Records contained in a dataset
┌──
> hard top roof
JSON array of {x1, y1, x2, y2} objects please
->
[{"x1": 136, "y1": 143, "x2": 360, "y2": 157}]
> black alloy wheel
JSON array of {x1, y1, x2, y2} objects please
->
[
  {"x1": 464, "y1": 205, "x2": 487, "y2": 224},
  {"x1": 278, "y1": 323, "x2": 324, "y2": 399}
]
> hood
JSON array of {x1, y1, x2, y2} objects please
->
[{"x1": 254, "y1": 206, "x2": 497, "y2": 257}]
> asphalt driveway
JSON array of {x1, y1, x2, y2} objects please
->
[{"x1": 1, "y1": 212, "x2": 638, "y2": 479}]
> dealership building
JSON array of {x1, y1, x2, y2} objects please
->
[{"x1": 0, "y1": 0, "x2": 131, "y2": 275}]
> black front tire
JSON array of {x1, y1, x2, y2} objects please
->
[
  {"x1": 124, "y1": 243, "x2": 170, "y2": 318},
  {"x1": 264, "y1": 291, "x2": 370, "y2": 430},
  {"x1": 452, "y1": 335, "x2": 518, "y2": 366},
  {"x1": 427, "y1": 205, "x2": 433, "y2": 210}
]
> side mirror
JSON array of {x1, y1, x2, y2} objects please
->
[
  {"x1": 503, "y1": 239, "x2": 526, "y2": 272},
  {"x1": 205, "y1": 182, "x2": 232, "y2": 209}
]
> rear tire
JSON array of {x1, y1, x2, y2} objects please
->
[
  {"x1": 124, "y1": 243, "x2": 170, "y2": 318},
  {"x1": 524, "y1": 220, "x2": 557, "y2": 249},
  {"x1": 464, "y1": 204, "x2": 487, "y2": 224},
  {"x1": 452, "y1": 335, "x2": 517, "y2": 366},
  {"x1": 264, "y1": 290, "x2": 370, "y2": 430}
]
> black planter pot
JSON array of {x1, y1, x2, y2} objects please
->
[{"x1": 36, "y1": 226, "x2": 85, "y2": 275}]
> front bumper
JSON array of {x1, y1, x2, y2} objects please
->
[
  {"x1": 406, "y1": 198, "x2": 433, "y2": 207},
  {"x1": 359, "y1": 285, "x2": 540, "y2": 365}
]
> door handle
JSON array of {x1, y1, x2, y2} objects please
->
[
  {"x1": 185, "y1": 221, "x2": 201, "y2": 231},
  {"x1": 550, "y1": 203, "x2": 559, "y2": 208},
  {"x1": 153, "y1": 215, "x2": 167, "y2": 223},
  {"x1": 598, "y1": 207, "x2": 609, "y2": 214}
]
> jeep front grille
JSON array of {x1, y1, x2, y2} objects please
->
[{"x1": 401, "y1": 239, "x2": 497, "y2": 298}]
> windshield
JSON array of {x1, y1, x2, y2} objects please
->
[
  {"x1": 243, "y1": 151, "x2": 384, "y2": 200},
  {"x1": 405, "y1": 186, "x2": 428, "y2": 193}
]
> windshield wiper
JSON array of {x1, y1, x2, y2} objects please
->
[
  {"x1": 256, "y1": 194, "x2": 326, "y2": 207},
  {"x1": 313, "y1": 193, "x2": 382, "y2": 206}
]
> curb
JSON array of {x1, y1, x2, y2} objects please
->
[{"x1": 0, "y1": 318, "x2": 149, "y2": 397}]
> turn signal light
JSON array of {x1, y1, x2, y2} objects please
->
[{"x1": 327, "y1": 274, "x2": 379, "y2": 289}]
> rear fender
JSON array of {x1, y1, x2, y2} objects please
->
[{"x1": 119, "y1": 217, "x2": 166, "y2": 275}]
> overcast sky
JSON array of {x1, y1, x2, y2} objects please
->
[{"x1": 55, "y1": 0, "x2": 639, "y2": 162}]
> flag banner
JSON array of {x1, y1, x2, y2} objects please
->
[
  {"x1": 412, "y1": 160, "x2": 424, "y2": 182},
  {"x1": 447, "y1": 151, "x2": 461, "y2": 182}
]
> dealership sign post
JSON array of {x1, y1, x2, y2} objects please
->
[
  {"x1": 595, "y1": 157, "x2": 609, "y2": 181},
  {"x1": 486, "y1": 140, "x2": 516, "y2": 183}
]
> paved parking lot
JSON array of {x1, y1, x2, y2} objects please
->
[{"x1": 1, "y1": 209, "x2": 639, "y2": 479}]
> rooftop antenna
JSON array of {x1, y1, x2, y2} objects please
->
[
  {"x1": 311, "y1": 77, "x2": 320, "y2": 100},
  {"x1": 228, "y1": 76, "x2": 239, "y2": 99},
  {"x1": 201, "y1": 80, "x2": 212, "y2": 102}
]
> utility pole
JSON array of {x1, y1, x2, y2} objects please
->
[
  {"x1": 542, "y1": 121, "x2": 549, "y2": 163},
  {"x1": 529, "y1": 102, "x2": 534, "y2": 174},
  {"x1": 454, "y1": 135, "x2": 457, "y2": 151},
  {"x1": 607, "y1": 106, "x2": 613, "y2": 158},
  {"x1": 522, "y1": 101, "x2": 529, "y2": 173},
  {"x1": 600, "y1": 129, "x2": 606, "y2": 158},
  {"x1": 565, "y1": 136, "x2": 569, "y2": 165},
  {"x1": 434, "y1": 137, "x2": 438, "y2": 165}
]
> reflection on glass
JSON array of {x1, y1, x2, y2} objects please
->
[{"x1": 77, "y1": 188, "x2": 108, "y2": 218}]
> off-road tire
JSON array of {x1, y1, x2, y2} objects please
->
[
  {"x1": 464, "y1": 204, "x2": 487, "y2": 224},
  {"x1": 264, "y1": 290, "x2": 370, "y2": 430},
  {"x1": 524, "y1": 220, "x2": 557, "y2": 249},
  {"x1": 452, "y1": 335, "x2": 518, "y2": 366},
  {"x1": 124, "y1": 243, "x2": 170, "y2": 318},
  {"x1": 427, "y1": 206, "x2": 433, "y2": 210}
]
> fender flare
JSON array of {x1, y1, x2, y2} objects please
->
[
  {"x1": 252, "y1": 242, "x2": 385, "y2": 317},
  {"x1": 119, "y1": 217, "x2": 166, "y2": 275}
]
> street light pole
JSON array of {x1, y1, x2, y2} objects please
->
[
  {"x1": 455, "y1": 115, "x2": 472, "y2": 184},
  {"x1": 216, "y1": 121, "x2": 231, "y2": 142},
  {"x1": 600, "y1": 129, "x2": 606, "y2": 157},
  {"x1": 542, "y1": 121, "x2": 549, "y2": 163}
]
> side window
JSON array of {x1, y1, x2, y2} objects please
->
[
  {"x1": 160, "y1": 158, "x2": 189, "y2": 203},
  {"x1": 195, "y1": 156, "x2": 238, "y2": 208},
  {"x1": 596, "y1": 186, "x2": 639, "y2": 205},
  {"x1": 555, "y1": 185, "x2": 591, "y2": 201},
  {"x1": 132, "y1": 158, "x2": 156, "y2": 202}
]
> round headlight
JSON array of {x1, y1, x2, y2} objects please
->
└──
What the task requires:
Each record above is to be reproduced exactly, in full.

Exercise output:
> hard top roof
JSON array of {x1, y1, x2, y2} objects please
->
[{"x1": 136, "y1": 143, "x2": 360, "y2": 157}]
> black alloy wheel
JSON array of {x1, y1, x2, y2} objects please
->
[
  {"x1": 464, "y1": 205, "x2": 487, "y2": 224},
  {"x1": 278, "y1": 323, "x2": 324, "y2": 399}
]
> hood
JSON array of {x1, y1, x2, y2} objects please
->
[{"x1": 254, "y1": 206, "x2": 497, "y2": 257}]
> asphalt driveway
JSON array of {x1, y1, x2, y2} objects please
->
[{"x1": 1, "y1": 212, "x2": 638, "y2": 479}]
> dealership building
JSON array of {x1, y1, x2, y2} objects please
->
[{"x1": 0, "y1": 0, "x2": 131, "y2": 275}]
> black front tire
JSON array of {x1, y1, x2, y2} objects please
->
[
  {"x1": 124, "y1": 243, "x2": 170, "y2": 318},
  {"x1": 264, "y1": 291, "x2": 370, "y2": 430},
  {"x1": 452, "y1": 335, "x2": 518, "y2": 366},
  {"x1": 427, "y1": 205, "x2": 433, "y2": 210}
]
> side mirror
JSON array of {x1, y1, x2, y2} objects please
->
[
  {"x1": 503, "y1": 239, "x2": 526, "y2": 272},
  {"x1": 205, "y1": 182, "x2": 232, "y2": 209}
]
> rear tire
JSON array of {x1, y1, x2, y2} objects please
->
[
  {"x1": 124, "y1": 243, "x2": 170, "y2": 318},
  {"x1": 524, "y1": 220, "x2": 557, "y2": 249},
  {"x1": 464, "y1": 204, "x2": 487, "y2": 224},
  {"x1": 452, "y1": 335, "x2": 517, "y2": 366},
  {"x1": 264, "y1": 290, "x2": 370, "y2": 430}
]
> black planter pot
JSON array of {x1, y1, x2, y2} objects please
->
[{"x1": 36, "y1": 226, "x2": 85, "y2": 275}]
> front bumper
JSON array of {x1, y1, x2, y2} objects please
->
[
  {"x1": 406, "y1": 198, "x2": 433, "y2": 207},
  {"x1": 359, "y1": 285, "x2": 540, "y2": 365}
]
> door handle
JSON array of {x1, y1, x2, y2} objects please
->
[
  {"x1": 185, "y1": 221, "x2": 201, "y2": 231},
  {"x1": 550, "y1": 203, "x2": 559, "y2": 208},
  {"x1": 153, "y1": 215, "x2": 167, "y2": 223},
  {"x1": 598, "y1": 207, "x2": 609, "y2": 214}
]
> jeep front grille
JSON array of {x1, y1, x2, y2} objects please
->
[{"x1": 401, "y1": 239, "x2": 497, "y2": 298}]
> windshield
JSON array of {x1, y1, x2, y2} objects please
->
[
  {"x1": 243, "y1": 151, "x2": 384, "y2": 200},
  {"x1": 405, "y1": 186, "x2": 428, "y2": 193}
]
> windshield wiper
JSON array of {x1, y1, x2, y2} objects please
->
[
  {"x1": 256, "y1": 194, "x2": 326, "y2": 207},
  {"x1": 313, "y1": 193, "x2": 382, "y2": 206}
]
> curb
JSON array of {x1, y1, x2, y2} objects please
->
[{"x1": 0, "y1": 318, "x2": 149, "y2": 397}]
> turn signal light
JSON array of {x1, y1, x2, y2} objects please
->
[{"x1": 327, "y1": 274, "x2": 379, "y2": 289}]
> rear fender
JSON array of {x1, y1, x2, y2} objects please
->
[{"x1": 119, "y1": 217, "x2": 166, "y2": 275}]
> overcast sky
JSON array of {x1, y1, x2, y2} objects please
->
[{"x1": 55, "y1": 0, "x2": 639, "y2": 162}]
> flag banner
JSON array of {x1, y1, x2, y2} objects please
->
[
  {"x1": 412, "y1": 160, "x2": 424, "y2": 182},
  {"x1": 447, "y1": 151, "x2": 461, "y2": 182}
]
> dealership sign post
JSON array of {x1, y1, x2, y2} objects please
->
[
  {"x1": 595, "y1": 157, "x2": 609, "y2": 181},
  {"x1": 486, "y1": 140, "x2": 516, "y2": 183}
]
> paved parking lot
JSON array of {x1, y1, x2, y2} objects please
->
[{"x1": 1, "y1": 209, "x2": 639, "y2": 479}]
> rooftop antenna
JSON array of {x1, y1, x2, y2} objects please
->
[
  {"x1": 311, "y1": 77, "x2": 320, "y2": 100},
  {"x1": 228, "y1": 76, "x2": 239, "y2": 99},
  {"x1": 201, "y1": 80, "x2": 212, "y2": 102}
]
> utility pole
JSON array of {x1, y1, x2, y2} objects please
->
[
  {"x1": 542, "y1": 121, "x2": 549, "y2": 163},
  {"x1": 529, "y1": 102, "x2": 534, "y2": 174},
  {"x1": 454, "y1": 135, "x2": 457, "y2": 151},
  {"x1": 607, "y1": 106, "x2": 613, "y2": 158},
  {"x1": 522, "y1": 101, "x2": 529, "y2": 173},
  {"x1": 600, "y1": 129, "x2": 606, "y2": 158},
  {"x1": 565, "y1": 136, "x2": 569, "y2": 165},
  {"x1": 434, "y1": 137, "x2": 438, "y2": 165}
]
> reflection on glass
JSON array of {x1, y1, x2, y2} objects please
->
[{"x1": 77, "y1": 188, "x2": 108, "y2": 218}]
> off-road tire
JSON array of {x1, y1, x2, y2} objects please
->
[
  {"x1": 464, "y1": 204, "x2": 487, "y2": 224},
  {"x1": 264, "y1": 290, "x2": 370, "y2": 430},
  {"x1": 524, "y1": 220, "x2": 557, "y2": 249},
  {"x1": 452, "y1": 335, "x2": 518, "y2": 366},
  {"x1": 124, "y1": 243, "x2": 170, "y2": 318},
  {"x1": 427, "y1": 206, "x2": 433, "y2": 210}
]
> fender flare
JSON array of {x1, y1, x2, y2} objects please
->
[
  {"x1": 252, "y1": 242, "x2": 385, "y2": 317},
  {"x1": 119, "y1": 217, "x2": 166, "y2": 275}
]
> street light pole
JSON array of {x1, y1, x2, y2} objects please
->
[
  {"x1": 455, "y1": 115, "x2": 472, "y2": 184},
  {"x1": 216, "y1": 121, "x2": 231, "y2": 142},
  {"x1": 600, "y1": 129, "x2": 606, "y2": 157},
  {"x1": 542, "y1": 121, "x2": 549, "y2": 163}
]
> side window
JSON array of {x1, y1, x2, y2} objects please
->
[
  {"x1": 160, "y1": 158, "x2": 189, "y2": 203},
  {"x1": 195, "y1": 156, "x2": 238, "y2": 208},
  {"x1": 596, "y1": 186, "x2": 639, "y2": 205},
  {"x1": 555, "y1": 185, "x2": 591, "y2": 201},
  {"x1": 132, "y1": 158, "x2": 156, "y2": 202}
]
> round headlight
JSON array of {x1, y1, x2, y2} objects please
->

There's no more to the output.